A writer, now deceased, held in the highest reputation by all sections of the Evangelical Church, said to me, "How do you account for it that whilst the age is insisting upon the greatest definiteness and precision in science, it is becoming more and more indefinite in theology?" I did not feel the difficulty of the question then, nor do I feel it now. The two things are not to be compared. The universe is measurable, its Creator is immeasurable: that is the reason of the supposed indefiniteness of theological thought and expression. I say supposed indefiniteness, for it may not be real. It is the indefiniteness of amazement, not the indefiniteness of doubt. The thing thought about is so much larger than was at first suspected, that words are felt to be unequal to the task of definition. The man who receives a legacy of ten pounds without doubt or misgiving, might hesitate to believe that a million pounds had been bequeathed to him. The magnificence of the bequest almost paralyzes his faith. What wonder? Is it not also the same with divine things? Divine revelation may be the measure of human indefiniteness, and that indefiniteness may bring with it the greatest of all prayers "Lord increase our FAITH," that is to say, "Thy revelation is so much larger than our capacity, it shines upon us like heaven above heaven, radiant with glory unimagined, rising to intolerableness of burning splendour, that we can bear it only in proportion to the enlargement of our faith: Lord, we believe, help Thou our unbelief: Lord, increase our faith!" It is no mean gift that is offered. It is INCARNATION, God with us: RESURRECTION, Life abounding over death: ATONEMENT, Forgiveness made possible: INSPIRATION, Material words turned to spiritual uses: IMMORTALITY, The completion of the divine purpose! Let us now turn to the Acts of the Apostles, and see whether it be not so.

JOSEPH PARKER.

The City Temple,

Nov. 1 st, 1882.

> Given task
In the passage on faith and theology, what reason is given for the supposed indefiniteness of theological thought and expression?

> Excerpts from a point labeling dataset

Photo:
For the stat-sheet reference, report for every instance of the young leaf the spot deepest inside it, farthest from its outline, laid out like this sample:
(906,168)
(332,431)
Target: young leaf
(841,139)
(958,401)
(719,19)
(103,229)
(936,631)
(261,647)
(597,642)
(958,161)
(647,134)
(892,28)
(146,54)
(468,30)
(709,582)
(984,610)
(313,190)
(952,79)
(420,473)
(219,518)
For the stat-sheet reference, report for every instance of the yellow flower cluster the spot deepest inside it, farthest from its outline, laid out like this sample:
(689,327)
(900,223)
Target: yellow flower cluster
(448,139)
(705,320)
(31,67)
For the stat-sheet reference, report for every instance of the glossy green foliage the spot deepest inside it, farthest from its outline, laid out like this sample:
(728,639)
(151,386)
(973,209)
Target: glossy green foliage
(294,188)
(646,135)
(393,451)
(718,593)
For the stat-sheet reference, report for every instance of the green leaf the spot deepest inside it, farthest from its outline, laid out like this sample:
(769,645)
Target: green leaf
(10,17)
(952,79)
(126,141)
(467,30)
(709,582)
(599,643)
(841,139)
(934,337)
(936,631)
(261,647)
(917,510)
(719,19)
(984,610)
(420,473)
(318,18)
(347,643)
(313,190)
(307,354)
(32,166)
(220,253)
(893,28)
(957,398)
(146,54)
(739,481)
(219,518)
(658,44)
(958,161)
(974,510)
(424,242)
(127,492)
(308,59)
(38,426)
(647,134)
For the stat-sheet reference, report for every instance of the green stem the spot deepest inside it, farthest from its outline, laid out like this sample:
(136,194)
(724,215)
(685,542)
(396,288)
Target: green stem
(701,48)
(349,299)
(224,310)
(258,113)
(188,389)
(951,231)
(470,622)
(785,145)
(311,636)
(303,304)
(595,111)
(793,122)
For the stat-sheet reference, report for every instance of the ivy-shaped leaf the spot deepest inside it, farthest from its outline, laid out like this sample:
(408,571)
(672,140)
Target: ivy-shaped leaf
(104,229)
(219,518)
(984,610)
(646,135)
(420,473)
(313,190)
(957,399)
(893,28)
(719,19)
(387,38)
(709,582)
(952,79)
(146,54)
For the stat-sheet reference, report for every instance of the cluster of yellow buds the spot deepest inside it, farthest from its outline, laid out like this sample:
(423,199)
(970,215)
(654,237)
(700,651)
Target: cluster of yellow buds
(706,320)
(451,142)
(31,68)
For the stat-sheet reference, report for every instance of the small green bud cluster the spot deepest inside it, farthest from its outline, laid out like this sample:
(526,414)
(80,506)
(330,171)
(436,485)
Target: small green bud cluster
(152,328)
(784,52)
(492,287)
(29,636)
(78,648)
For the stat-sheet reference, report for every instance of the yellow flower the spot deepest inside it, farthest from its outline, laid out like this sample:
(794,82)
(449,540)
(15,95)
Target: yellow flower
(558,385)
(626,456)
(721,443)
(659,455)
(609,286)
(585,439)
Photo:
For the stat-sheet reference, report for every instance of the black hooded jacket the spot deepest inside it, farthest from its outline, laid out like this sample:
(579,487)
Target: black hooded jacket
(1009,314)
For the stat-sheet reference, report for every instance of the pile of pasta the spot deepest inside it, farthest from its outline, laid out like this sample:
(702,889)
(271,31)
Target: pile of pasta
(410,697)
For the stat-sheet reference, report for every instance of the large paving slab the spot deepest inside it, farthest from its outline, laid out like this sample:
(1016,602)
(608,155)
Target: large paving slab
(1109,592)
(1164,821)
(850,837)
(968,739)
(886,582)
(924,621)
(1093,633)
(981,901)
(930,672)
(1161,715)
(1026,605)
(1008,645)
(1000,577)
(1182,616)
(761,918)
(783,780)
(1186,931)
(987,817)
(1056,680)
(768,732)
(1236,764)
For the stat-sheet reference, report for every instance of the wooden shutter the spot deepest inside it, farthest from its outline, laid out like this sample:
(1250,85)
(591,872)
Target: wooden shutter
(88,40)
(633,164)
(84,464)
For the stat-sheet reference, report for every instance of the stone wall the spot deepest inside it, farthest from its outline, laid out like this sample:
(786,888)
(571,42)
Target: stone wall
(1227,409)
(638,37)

> Answer to this exercise
The universe is measurable, but its Creator is immeasurable.